### [WHAT TO WORK ON]
Produce an exact copy of the lines from the line containing "the plastic tub" through the last line of the listing below, both ends included, and nothing else.

### [RECORDS PROVIDED]
--- Begin ---

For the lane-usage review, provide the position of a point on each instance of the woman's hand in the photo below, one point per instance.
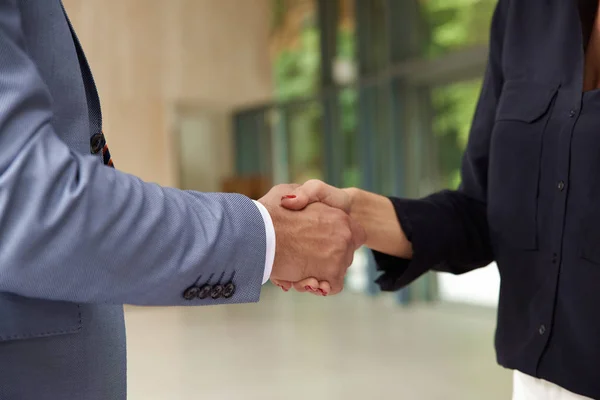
(373, 212)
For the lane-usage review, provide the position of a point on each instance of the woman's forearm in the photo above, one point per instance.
(377, 216)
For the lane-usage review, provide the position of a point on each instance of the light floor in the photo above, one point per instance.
(292, 346)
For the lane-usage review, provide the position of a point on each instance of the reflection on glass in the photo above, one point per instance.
(453, 107)
(305, 126)
(456, 24)
(295, 41)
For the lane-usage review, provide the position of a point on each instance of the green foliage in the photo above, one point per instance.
(452, 24)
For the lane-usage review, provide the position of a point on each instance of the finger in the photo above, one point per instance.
(309, 285)
(359, 235)
(284, 285)
(316, 191)
(336, 286)
(324, 288)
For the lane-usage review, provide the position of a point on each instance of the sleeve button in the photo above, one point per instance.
(228, 290)
(204, 292)
(191, 292)
(216, 292)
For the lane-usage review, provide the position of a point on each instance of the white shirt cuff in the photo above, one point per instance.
(270, 230)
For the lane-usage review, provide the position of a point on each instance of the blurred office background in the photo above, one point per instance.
(238, 95)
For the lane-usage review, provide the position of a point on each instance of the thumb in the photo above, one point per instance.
(314, 191)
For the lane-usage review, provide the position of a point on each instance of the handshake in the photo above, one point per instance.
(315, 236)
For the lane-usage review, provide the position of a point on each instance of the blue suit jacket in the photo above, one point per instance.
(79, 239)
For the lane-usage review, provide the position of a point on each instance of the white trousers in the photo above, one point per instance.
(526, 387)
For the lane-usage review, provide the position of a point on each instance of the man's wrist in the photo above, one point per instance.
(270, 241)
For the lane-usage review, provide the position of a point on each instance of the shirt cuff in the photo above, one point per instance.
(270, 232)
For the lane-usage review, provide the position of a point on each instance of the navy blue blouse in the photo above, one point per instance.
(529, 199)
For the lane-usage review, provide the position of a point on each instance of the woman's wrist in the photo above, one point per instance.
(378, 217)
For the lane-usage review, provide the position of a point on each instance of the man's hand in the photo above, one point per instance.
(314, 191)
(317, 242)
(373, 212)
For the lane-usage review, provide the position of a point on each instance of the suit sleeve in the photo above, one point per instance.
(72, 229)
(449, 230)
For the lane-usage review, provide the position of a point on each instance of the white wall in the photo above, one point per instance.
(479, 287)
(147, 55)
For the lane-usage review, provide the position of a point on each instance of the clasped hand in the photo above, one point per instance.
(315, 236)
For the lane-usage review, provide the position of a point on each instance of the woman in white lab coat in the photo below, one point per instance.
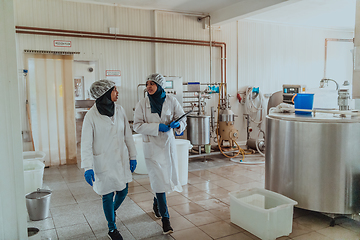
(154, 118)
(108, 152)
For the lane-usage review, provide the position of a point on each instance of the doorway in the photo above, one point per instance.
(85, 73)
(51, 103)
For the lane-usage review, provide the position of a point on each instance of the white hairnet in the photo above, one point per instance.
(158, 78)
(100, 87)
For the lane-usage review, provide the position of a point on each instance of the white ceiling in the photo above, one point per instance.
(336, 14)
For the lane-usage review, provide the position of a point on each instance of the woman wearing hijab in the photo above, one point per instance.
(108, 152)
(154, 117)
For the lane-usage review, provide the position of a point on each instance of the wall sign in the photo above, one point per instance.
(60, 43)
(114, 75)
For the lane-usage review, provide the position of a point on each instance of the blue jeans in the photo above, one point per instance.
(110, 206)
(160, 201)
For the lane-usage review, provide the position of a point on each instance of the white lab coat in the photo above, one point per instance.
(107, 146)
(160, 147)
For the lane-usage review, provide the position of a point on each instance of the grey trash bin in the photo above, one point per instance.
(38, 204)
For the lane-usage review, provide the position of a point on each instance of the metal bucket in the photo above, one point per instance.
(198, 129)
(38, 204)
(34, 233)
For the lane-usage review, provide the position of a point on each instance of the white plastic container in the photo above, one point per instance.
(32, 155)
(266, 214)
(33, 175)
(141, 166)
(182, 148)
(193, 86)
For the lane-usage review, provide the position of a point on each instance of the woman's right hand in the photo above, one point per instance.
(163, 127)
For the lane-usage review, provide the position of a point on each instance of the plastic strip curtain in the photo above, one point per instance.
(46, 81)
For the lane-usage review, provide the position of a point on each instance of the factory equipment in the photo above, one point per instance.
(312, 160)
(198, 130)
(225, 128)
(253, 101)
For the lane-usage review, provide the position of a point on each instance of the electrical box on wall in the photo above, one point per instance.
(113, 30)
(174, 86)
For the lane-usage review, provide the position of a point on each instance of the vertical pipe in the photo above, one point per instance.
(210, 40)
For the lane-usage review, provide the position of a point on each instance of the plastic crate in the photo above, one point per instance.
(266, 214)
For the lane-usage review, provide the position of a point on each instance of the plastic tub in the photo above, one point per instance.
(38, 204)
(34, 155)
(182, 148)
(141, 166)
(266, 214)
(303, 101)
(33, 175)
(34, 234)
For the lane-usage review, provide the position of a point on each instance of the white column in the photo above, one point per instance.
(13, 224)
(356, 72)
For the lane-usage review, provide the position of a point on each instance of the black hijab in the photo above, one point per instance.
(157, 100)
(105, 105)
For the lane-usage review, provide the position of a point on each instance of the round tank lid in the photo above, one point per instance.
(319, 117)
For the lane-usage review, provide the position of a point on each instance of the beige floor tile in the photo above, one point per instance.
(196, 179)
(204, 186)
(237, 236)
(202, 218)
(176, 200)
(172, 194)
(338, 232)
(146, 205)
(137, 189)
(180, 223)
(198, 196)
(211, 204)
(225, 200)
(200, 173)
(188, 208)
(173, 213)
(218, 192)
(298, 230)
(134, 183)
(148, 187)
(222, 212)
(190, 234)
(143, 181)
(351, 225)
(312, 236)
(225, 183)
(313, 221)
(189, 188)
(219, 229)
(233, 188)
(141, 197)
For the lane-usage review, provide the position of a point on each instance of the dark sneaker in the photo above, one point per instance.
(156, 211)
(115, 235)
(166, 226)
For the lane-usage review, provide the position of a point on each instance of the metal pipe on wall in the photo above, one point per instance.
(122, 37)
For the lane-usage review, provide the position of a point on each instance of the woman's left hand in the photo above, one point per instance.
(174, 124)
(133, 164)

--- End ---

### [EXPECTED ANSWER]
For the lane-usage review, provide the position of a point on each instance of the plastic tub in the photo above, one point per instance.
(38, 204)
(34, 155)
(182, 148)
(141, 166)
(266, 214)
(303, 101)
(33, 175)
(34, 234)
For the lane-usage review, provide the position of a point on each instance of the white column in the photo above, one point per instance.
(13, 224)
(356, 72)
For the lane-usage review, provide the position of a point on each instance of the black hijab in the photo above, one point per instance.
(157, 100)
(105, 105)
For the lane-usage review, provide the position of a point on each instance of the round tank lid in the photo above, one point per instance.
(319, 117)
For the lane-usage review, provide the position of a point on each instance of the beige floor tile in the photo above, one point per instance.
(196, 179)
(204, 186)
(237, 236)
(202, 218)
(176, 200)
(172, 194)
(338, 232)
(146, 205)
(137, 189)
(180, 223)
(198, 196)
(211, 204)
(225, 200)
(200, 173)
(188, 208)
(173, 213)
(218, 192)
(298, 230)
(134, 183)
(148, 187)
(222, 212)
(190, 234)
(143, 181)
(351, 225)
(312, 236)
(225, 183)
(313, 221)
(189, 188)
(219, 229)
(233, 188)
(141, 197)
For the lane-usage review, provide the position of a point on each instance of the dark sneaker in the photo above, one point per instance.
(156, 211)
(115, 235)
(166, 226)
For the lane-usage review, provide the position of a point on each instance of the metal pipe on wall in the photo above, one point per instance.
(122, 37)
For the lane-usage review, provide the position of a point on each instance of the woman's left hand in the photo above, one point per instance.
(174, 124)
(133, 164)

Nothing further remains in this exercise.